◆ WORK ORDER
Show each line of the entries below in which the word "street" appears.

■ ■ ■ ■ ■ ■ ■

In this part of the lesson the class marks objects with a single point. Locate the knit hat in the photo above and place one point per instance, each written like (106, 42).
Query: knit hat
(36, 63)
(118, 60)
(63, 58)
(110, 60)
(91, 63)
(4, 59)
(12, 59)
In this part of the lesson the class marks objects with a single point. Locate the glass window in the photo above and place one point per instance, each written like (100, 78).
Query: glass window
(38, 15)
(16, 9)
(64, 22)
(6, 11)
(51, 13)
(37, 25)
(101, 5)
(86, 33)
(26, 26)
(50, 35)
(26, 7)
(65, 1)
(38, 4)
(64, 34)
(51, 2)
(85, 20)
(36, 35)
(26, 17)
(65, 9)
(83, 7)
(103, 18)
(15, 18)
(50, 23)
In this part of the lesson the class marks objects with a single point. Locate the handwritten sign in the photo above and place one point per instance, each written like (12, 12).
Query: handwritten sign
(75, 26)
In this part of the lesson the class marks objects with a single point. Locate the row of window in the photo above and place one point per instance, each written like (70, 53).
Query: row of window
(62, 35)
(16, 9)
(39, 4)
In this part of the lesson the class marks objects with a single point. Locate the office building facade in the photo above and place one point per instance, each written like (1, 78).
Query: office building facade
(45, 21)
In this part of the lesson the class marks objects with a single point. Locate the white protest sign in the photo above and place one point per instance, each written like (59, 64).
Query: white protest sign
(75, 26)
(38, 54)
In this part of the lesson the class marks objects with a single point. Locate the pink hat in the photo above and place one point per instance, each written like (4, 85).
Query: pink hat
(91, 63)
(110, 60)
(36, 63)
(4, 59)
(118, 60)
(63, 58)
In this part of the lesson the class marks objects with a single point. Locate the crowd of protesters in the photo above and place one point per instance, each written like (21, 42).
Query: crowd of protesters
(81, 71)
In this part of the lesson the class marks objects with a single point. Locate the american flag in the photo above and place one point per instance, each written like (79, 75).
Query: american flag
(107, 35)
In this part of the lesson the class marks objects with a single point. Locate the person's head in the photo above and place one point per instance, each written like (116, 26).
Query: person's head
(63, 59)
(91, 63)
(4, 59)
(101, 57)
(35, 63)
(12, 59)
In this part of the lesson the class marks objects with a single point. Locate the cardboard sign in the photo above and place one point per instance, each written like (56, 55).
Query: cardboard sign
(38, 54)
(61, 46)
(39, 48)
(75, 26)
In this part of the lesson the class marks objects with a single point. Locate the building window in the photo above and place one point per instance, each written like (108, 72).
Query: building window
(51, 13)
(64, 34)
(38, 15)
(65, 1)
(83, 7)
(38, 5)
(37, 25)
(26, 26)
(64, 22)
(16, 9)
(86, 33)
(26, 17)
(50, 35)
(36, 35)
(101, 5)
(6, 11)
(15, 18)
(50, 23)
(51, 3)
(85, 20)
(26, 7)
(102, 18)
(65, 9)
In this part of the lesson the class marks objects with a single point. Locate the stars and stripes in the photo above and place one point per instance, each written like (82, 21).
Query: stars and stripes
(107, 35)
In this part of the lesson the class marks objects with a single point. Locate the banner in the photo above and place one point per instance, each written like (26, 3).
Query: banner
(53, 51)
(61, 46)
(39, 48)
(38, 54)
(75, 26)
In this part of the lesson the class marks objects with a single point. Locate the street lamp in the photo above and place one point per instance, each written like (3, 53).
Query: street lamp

■ ■ ■ ■ ■ ■ ■

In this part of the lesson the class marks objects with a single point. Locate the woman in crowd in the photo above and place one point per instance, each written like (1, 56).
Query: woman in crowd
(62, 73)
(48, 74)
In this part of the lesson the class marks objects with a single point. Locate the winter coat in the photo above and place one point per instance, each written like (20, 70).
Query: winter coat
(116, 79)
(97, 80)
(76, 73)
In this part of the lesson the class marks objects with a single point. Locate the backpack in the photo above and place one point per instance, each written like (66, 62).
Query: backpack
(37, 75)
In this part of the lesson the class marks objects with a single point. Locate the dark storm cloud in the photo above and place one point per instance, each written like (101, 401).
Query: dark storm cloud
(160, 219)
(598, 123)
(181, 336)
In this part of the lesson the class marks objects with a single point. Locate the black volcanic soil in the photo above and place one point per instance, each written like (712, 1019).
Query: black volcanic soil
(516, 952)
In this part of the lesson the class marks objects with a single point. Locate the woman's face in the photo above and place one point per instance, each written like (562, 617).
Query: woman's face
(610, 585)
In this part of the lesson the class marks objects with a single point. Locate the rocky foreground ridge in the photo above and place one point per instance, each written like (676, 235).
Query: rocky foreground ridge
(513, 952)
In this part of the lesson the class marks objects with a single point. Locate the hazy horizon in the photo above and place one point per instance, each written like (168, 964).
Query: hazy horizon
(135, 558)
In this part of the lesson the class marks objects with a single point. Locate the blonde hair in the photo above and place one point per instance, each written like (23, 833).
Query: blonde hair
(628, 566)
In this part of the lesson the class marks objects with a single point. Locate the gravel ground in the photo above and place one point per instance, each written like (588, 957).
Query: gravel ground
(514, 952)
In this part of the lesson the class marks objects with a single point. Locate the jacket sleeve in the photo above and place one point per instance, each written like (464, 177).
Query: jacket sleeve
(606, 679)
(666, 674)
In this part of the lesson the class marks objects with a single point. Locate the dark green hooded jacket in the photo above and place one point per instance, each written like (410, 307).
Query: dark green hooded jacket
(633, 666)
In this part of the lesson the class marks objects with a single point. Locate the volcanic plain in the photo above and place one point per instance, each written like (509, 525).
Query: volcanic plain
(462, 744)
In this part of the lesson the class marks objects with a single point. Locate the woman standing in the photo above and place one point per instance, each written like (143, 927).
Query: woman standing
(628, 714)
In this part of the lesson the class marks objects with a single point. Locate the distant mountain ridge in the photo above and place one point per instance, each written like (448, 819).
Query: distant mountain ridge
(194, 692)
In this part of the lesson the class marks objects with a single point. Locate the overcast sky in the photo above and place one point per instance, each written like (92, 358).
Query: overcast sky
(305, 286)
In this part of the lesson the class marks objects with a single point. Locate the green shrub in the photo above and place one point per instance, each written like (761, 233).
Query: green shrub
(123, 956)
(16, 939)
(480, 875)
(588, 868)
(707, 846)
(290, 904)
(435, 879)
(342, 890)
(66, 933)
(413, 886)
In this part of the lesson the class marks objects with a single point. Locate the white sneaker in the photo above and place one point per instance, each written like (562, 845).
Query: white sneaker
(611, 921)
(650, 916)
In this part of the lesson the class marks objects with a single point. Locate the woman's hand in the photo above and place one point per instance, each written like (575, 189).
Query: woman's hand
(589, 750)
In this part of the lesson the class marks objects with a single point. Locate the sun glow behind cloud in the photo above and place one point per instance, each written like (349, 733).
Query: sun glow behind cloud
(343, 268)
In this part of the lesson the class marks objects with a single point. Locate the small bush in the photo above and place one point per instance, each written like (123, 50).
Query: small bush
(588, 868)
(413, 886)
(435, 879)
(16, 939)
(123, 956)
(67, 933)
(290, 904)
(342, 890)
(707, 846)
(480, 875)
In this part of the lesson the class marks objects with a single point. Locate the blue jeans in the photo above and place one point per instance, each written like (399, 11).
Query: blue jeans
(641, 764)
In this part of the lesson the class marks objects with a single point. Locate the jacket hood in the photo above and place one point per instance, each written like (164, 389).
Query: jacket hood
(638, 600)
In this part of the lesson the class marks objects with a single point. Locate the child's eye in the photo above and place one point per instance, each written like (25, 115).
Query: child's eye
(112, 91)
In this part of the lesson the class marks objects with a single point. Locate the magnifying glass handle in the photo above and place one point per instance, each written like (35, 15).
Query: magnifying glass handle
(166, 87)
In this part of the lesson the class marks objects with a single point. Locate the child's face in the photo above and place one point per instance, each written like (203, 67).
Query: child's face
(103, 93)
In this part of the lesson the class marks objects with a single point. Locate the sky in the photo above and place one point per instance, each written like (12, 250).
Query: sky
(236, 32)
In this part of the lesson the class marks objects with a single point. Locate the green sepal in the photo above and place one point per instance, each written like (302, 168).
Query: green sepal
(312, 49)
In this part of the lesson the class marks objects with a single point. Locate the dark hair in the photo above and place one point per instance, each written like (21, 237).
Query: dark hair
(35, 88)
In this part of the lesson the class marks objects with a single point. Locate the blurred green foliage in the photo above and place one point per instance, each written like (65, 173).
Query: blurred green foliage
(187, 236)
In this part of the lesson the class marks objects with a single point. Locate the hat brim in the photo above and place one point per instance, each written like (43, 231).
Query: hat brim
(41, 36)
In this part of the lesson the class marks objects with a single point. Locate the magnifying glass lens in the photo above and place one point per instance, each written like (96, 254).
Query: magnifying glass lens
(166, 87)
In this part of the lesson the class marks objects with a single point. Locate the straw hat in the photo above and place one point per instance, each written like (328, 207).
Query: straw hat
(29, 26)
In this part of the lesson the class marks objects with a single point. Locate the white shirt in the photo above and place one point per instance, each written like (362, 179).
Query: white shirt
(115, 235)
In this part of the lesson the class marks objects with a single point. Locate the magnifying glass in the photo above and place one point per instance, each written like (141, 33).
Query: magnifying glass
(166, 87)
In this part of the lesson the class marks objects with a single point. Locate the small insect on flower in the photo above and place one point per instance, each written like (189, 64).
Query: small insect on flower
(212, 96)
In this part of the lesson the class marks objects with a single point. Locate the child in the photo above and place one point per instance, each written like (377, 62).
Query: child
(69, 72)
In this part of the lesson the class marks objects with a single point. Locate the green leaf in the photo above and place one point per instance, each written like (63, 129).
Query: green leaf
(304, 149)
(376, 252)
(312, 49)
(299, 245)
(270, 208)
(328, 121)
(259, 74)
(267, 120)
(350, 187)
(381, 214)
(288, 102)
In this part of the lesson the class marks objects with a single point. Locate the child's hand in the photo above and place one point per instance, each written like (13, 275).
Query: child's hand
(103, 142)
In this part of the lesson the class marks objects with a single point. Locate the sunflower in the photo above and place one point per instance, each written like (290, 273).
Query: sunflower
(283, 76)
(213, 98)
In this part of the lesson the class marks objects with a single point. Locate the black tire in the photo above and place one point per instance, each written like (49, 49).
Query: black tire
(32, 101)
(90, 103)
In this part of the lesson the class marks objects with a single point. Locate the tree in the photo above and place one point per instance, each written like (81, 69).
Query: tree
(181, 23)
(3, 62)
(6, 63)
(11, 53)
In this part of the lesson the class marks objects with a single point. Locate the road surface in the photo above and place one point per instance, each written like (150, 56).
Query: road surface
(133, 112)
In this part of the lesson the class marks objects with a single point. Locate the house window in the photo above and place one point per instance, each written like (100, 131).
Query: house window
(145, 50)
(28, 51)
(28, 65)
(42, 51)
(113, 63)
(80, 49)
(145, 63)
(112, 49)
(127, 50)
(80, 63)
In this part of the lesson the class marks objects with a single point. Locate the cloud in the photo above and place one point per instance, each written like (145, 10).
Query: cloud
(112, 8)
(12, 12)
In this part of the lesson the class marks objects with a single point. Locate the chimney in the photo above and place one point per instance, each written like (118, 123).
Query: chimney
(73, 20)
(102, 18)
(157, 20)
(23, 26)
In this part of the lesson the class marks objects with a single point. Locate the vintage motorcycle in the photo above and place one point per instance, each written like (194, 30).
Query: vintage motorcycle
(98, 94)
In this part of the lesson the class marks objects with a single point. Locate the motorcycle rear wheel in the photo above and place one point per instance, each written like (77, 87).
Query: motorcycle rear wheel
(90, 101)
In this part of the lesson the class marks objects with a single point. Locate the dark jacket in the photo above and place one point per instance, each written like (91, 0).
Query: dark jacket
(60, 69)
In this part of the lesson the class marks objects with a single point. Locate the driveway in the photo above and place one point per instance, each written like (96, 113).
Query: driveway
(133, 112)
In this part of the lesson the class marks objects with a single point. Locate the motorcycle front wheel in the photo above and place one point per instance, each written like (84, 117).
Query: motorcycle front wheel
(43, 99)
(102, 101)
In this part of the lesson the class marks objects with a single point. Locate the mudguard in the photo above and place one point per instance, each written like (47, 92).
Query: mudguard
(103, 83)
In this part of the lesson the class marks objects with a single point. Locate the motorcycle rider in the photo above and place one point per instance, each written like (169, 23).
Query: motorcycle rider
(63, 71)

■ ■ ■ ■ ■ ■ ■

◆ RESPONSE AREA
In this part of the lesson the class marks objects with a single point. Locate the street lamp in the photo above and place one point per instance, each written like (3, 53).
Query: street lamp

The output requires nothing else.